* [Problem details] Only the lines from the one with "Query: sneaker laces" to the end of the data below should be given again, exactly as written.

== Input data

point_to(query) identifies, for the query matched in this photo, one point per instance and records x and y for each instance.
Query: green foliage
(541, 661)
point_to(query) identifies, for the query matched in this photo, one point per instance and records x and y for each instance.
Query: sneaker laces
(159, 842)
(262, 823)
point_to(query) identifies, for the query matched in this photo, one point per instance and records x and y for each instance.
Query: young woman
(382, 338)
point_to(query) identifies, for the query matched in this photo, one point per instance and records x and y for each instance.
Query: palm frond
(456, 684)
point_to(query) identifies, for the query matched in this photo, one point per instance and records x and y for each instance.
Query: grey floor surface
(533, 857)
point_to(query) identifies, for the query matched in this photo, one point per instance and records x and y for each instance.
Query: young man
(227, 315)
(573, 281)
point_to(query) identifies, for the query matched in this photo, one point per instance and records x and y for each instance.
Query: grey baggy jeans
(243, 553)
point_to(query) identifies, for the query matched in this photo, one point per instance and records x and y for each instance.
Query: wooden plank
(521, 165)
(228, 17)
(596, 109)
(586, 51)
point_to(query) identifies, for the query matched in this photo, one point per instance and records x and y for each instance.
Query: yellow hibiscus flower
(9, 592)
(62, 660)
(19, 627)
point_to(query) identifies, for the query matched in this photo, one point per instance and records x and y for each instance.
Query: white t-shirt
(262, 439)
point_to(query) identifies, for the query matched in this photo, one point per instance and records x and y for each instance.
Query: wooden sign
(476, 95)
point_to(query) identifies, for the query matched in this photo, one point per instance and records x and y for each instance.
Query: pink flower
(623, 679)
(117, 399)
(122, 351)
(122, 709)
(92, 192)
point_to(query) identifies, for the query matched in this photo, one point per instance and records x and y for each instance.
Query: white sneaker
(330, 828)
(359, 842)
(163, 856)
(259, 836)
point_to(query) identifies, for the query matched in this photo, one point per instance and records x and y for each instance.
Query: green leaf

====

* [Result for this exercise]
Query: sneaker laces
(159, 842)
(262, 823)
point_to(query) identifies, for the query matched in this photo, one point per instance and records x and y for each instance.
Query: young woman
(382, 338)
point_to(query) identifies, for the query matched in this photo, one point per instance and records x and y for each instance.
Query: palm frond
(456, 684)
point_to(query) identifies, for the query matched in this photo, one point per instance and records x and y for each instance.
Query: grey floor surface
(533, 857)
point_to(query) identifies, for the query matched in this photo, one point per instance and records x and y for each instance.
Query: young man
(227, 315)
(573, 281)
point_to(query) identifies, for the query matched in this photo, one point per instance and records x and y for each instance.
Query: grey baggy jeans
(243, 553)
point_to(query) identifies, for the query matched in this photo, one point per instance and records x and y for each instance.
Query: wooden plank
(521, 165)
(228, 17)
(596, 109)
(586, 51)
point_to(query) identifies, for the query matched in this photo, one point per instance and records x and y for each instance.
Query: yellow hibiscus flower
(9, 592)
(62, 660)
(19, 627)
point_to(query) identifies, for the query matched in this photo, one point per instance and records x and y for each instance.
Query: white t-shirt
(262, 439)
point_to(query) identifies, for the query matched in this photo, one point per instance and records x and y for each instance.
Query: wooden sign
(476, 95)
point_to(query) identifies, for the query matched in this photo, one point per instance and records x and y for each instance.
Query: pink flower
(623, 679)
(117, 399)
(122, 351)
(122, 709)
(92, 192)
point_to(query) identifies, for the query matched in this photo, one point per instance and records x and y for each instance.
Query: white sneaker
(330, 828)
(359, 842)
(163, 856)
(259, 836)
point_to(query) identifies, for the query matched in this photo, one point per instance and records x and y for each instance.
Query: green leaf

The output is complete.